-- Consignes --
**a.** Dites si chacune des affirmations suivantes s’accorde avec le texte sur l’identité numérique, en répondant par oui ou par non et en citant les mots du texte qui tranchent. (i) Le colloque « Identité numérique » en est à sa troisième édition. (ii) Selon Philippe Recouppé, la surveillance entraînera la confiance. (iii) Pour Philippe Recouppé, la société numérique doit reposer uniquement sur des réseaux et des infrastructures.
**b.** Extrayez du texte sur l’identité numérique le passage qui va de « L’identité numérique est » à « et des infrastructures. », sans y changer un mot.

-- Sélection --
========

L’identité numérique se trouve actuellement au cœur de nombreux enjeux, car au centre de convoitises multiples. En effet, le développement accru du numérique, associé à la création de nouveaux services font aujourd’hui de l’identité numérique un formidable relais de la croissance économique. Toutefois, il s’avère fondamental d’anticiper dès à présent les dérives sécuritaires et commerciales potentielles, afin que nos identités numériques de demain s’inscrivent dans un cercle de confiance. Le Forum Atena et le Medef ouvrent le débat à l’occasion du troisième opus du colloque « Identité numérique ».

L’identité numérique est actuellement en cours de construction, explique Philippe Recouppé, Président de Forum Atena, en préambule. Mais quels sont véritablement les enjeux économiques qui encadrent son développement ? Qu’en est-il de la confiance dans cette identité numérique, qu’il s’agisse du citoyen, de l’entreprise... ? En effet, si on passe de la confiance à la surveillance, cela posera inévitablement problème, car la surveillance entraînera la défiance. C’est pourquoi il est primordial de se doter d’une surveillance avec des contre-pouvoirs, c’est-à-dire d’une surveillance de la surveillance. Pour lui, la confiance est la condition sine qua non du développement de l’identité numérique. En outre, nous devons construire une société numérique qui soit basée sur des services innovants et pas seulement sur des réseaux et des infrastructures.

========

(Enregistrements extraits)
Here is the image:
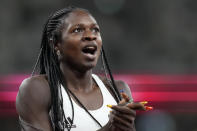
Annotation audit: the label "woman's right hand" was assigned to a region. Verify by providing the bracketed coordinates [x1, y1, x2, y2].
[100, 93, 151, 131]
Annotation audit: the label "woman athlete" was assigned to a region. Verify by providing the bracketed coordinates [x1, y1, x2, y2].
[16, 7, 149, 131]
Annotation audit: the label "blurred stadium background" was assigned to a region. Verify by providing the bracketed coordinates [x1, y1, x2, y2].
[0, 0, 197, 131]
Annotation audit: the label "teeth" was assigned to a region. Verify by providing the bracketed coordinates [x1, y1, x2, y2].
[82, 46, 96, 54]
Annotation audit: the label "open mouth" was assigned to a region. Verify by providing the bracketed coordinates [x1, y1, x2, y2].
[82, 46, 97, 55]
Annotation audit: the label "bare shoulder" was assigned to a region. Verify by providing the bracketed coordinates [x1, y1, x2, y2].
[16, 75, 51, 122]
[99, 76, 132, 99]
[115, 80, 132, 99]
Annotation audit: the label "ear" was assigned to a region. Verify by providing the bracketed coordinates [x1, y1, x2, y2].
[54, 42, 61, 51]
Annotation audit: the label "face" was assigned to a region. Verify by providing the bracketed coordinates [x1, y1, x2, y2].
[57, 10, 102, 71]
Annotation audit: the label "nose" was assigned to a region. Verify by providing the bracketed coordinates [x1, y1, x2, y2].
[82, 31, 96, 41]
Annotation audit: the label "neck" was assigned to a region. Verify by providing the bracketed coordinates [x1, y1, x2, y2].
[60, 64, 93, 92]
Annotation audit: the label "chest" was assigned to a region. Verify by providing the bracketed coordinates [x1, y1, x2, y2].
[70, 87, 103, 110]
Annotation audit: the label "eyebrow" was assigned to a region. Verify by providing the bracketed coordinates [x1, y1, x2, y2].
[72, 23, 99, 27]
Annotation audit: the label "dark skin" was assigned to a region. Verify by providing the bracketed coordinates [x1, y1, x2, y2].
[16, 10, 144, 131]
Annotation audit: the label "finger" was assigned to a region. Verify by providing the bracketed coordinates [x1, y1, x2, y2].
[108, 105, 134, 114]
[120, 92, 130, 102]
[127, 102, 146, 110]
[112, 115, 132, 128]
[111, 111, 136, 123]
[118, 98, 127, 105]
[113, 122, 132, 131]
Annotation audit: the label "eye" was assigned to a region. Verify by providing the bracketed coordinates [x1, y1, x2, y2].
[92, 27, 100, 33]
[72, 27, 83, 33]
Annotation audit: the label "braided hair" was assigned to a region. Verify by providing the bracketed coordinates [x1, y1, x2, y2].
[32, 7, 121, 131]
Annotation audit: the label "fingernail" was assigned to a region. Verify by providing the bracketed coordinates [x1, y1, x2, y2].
[120, 89, 124, 93]
[107, 105, 112, 108]
[140, 101, 148, 105]
[145, 106, 153, 111]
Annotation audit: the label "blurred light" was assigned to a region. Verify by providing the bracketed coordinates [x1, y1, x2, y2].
[94, 0, 125, 14]
[137, 110, 176, 131]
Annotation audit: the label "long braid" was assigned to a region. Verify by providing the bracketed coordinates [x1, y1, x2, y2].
[101, 46, 122, 103]
[32, 8, 75, 131]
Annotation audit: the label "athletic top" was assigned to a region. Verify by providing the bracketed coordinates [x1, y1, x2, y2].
[61, 74, 117, 131]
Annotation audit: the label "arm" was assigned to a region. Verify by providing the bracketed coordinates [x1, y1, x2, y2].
[99, 77, 140, 131]
[16, 76, 52, 131]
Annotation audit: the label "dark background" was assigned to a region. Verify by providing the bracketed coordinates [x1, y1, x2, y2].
[0, 0, 197, 131]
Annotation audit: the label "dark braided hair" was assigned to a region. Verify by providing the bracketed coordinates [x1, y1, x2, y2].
[32, 7, 121, 131]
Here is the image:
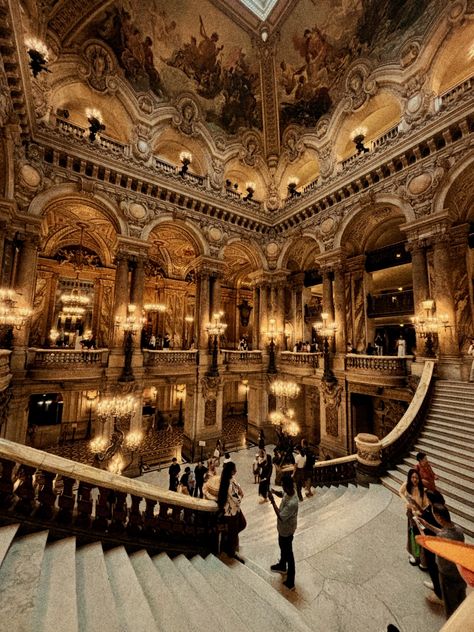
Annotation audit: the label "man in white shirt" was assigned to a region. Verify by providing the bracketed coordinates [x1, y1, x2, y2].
[293, 447, 306, 500]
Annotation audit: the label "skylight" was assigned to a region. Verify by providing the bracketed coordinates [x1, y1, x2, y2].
[240, 0, 278, 21]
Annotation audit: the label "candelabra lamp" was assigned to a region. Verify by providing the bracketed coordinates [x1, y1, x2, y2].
[205, 312, 227, 377]
[0, 288, 31, 349]
[115, 303, 145, 382]
[313, 312, 337, 383]
[262, 318, 281, 375]
[412, 298, 451, 358]
[89, 395, 143, 474]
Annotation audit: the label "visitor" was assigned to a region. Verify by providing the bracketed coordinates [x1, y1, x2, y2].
[422, 504, 466, 619]
[418, 490, 445, 605]
[293, 447, 306, 501]
[194, 461, 208, 498]
[398, 469, 429, 566]
[258, 454, 273, 503]
[168, 456, 181, 492]
[268, 474, 298, 590]
[397, 334, 407, 358]
[217, 461, 247, 564]
[467, 338, 474, 382]
[415, 452, 438, 491]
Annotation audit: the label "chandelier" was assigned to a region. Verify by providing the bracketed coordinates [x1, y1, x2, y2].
[270, 380, 301, 399]
[0, 288, 31, 329]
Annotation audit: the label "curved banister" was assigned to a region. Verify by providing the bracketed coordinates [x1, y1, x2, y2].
[0, 439, 217, 512]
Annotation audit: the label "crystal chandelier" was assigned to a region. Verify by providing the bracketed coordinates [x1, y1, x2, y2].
[0, 288, 31, 329]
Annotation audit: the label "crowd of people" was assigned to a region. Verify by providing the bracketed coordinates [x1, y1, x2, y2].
[399, 452, 466, 618]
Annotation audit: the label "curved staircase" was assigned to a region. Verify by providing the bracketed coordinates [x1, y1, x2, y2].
[382, 380, 474, 536]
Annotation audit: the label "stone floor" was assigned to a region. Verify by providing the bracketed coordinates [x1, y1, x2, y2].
[137, 449, 470, 632]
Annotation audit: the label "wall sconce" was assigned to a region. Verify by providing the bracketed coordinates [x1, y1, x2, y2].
[25, 38, 51, 79]
[288, 176, 301, 198]
[86, 108, 105, 143]
[351, 127, 369, 156]
[243, 182, 256, 202]
[178, 151, 193, 178]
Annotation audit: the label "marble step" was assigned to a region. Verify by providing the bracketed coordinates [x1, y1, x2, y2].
[226, 561, 314, 632]
[403, 452, 474, 487]
[0, 524, 20, 566]
[32, 537, 79, 632]
[396, 463, 474, 502]
[415, 433, 473, 463]
[241, 485, 366, 544]
[104, 546, 156, 632]
[0, 531, 48, 632]
[380, 470, 474, 538]
[192, 555, 312, 632]
[421, 424, 474, 447]
[425, 414, 474, 434]
[76, 542, 122, 632]
[173, 555, 247, 632]
[130, 550, 195, 632]
[153, 553, 211, 632]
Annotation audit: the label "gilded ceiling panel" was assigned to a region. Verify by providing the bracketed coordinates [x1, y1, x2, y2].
[277, 0, 444, 131]
[82, 0, 261, 134]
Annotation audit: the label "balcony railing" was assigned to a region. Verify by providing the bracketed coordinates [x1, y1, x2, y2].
[28, 348, 109, 369]
[222, 349, 262, 364]
[345, 353, 413, 376]
[143, 349, 198, 366]
[0, 349, 12, 393]
[367, 290, 414, 318]
[280, 351, 322, 369]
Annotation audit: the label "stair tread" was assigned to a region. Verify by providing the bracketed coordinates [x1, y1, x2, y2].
[76, 542, 122, 632]
[130, 550, 194, 632]
[104, 546, 156, 632]
[173, 555, 247, 632]
[34, 537, 79, 632]
[0, 531, 48, 632]
[0, 524, 20, 566]
[152, 553, 209, 632]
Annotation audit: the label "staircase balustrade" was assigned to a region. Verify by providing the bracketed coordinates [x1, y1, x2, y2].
[280, 351, 323, 369]
[0, 439, 220, 552]
[28, 348, 109, 369]
[345, 353, 413, 375]
[143, 349, 198, 366]
[222, 349, 262, 365]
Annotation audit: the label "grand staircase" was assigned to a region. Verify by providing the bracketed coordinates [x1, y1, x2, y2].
[382, 380, 474, 536]
[0, 525, 311, 632]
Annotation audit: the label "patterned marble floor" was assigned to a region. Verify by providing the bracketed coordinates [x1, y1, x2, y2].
[137, 449, 470, 632]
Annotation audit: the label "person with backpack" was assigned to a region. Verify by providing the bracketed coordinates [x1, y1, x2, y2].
[301, 439, 316, 498]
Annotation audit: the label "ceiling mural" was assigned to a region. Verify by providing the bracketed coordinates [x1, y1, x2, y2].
[277, 0, 443, 131]
[88, 0, 261, 134]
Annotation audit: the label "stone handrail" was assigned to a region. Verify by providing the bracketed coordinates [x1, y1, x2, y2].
[143, 349, 198, 366]
[28, 347, 109, 368]
[0, 349, 12, 392]
[313, 356, 435, 485]
[380, 360, 435, 466]
[280, 351, 322, 369]
[0, 439, 218, 552]
[345, 353, 413, 375]
[222, 349, 262, 364]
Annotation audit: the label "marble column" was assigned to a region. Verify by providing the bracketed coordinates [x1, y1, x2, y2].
[113, 254, 129, 347]
[197, 271, 210, 349]
[333, 265, 347, 354]
[322, 269, 334, 322]
[252, 285, 261, 351]
[130, 257, 145, 349]
[432, 233, 459, 358]
[406, 241, 430, 315]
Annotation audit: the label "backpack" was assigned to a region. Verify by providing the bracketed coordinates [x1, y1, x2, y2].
[305, 450, 316, 470]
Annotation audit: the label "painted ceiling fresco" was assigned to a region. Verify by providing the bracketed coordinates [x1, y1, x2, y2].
[89, 0, 261, 134]
[277, 0, 444, 130]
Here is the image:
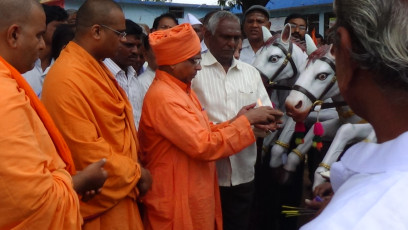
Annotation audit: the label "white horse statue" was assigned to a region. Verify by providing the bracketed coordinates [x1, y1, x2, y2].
[253, 24, 307, 164]
[284, 38, 376, 189]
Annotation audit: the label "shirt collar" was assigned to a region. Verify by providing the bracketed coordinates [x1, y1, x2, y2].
[201, 50, 242, 70]
[103, 58, 136, 76]
[242, 38, 252, 49]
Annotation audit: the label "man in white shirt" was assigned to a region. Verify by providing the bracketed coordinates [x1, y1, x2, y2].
[23, 4, 68, 97]
[103, 19, 145, 128]
[192, 11, 271, 230]
[302, 0, 408, 230]
[240, 5, 271, 65]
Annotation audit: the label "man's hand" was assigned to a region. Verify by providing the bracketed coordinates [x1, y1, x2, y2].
[137, 166, 152, 197]
[72, 159, 108, 201]
[243, 106, 283, 126]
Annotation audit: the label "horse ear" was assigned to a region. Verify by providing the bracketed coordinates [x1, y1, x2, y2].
[328, 44, 336, 59]
[305, 34, 317, 55]
[281, 23, 292, 43]
[262, 26, 272, 42]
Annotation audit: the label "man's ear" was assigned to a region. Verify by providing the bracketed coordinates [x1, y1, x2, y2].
[7, 24, 21, 48]
[91, 24, 101, 40]
[266, 19, 272, 30]
[334, 26, 358, 90]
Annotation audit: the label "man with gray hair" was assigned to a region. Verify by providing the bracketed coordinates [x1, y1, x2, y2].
[193, 11, 278, 230]
[302, 0, 408, 230]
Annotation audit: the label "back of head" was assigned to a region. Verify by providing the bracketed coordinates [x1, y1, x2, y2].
[76, 0, 122, 33]
[51, 24, 75, 59]
[284, 14, 307, 25]
[332, 0, 408, 91]
[152, 13, 178, 30]
[202, 10, 220, 28]
[125, 19, 144, 39]
[207, 11, 240, 35]
[244, 5, 271, 22]
[42, 4, 68, 25]
[149, 23, 201, 66]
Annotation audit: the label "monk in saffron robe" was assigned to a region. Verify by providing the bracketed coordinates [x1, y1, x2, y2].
[42, 0, 150, 230]
[0, 0, 107, 230]
[139, 24, 282, 230]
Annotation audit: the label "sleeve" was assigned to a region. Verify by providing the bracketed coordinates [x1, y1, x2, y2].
[0, 76, 81, 229]
[154, 94, 255, 161]
[42, 76, 141, 217]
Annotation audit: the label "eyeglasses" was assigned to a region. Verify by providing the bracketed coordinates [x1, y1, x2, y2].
[100, 24, 127, 38]
[187, 58, 201, 66]
[289, 23, 306, 30]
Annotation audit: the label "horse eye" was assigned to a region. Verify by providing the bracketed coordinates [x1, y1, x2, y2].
[269, 55, 280, 63]
[316, 73, 329, 81]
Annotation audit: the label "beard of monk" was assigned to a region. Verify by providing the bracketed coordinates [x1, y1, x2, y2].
[0, 0, 46, 73]
[73, 0, 126, 60]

========

-- Réponses --
**a.**
(i) Oui : « troisième opus du colloque »
(ii) Non : « la surveillance entraînera la défiance »
(iii) Non : « pas seulement sur des réseaux et des infrastructures »

**b.**
L’identité numérique est actuellement en cours de construction, explique Philippe Recouppé, Président de Forum Atena, en préambule. Mais quels sont véritablement les enjeux économiques qui encadrent son développement ? Qu’en est-il de la confiance dans cette identité numérique, qu’il s’agisse du citoyen, de l’entreprise... ? En effet, si on passe de la confiance à la surveillance, cela posera inévitablement problème, car la surveillance entraînera la défiance. C’est pourquoi il est primordial de se doter d’une surveillance avec des contre-pouvoirs, c’est-à-dire d’une surveillance de la surveillance. Pour lui, la confiance est la condition sine qua non du développement de l’identité numérique. En outre, nous devons construire une société numérique qui soit basée sur des services innovants et pas seulement sur des réseaux et des infrastructures.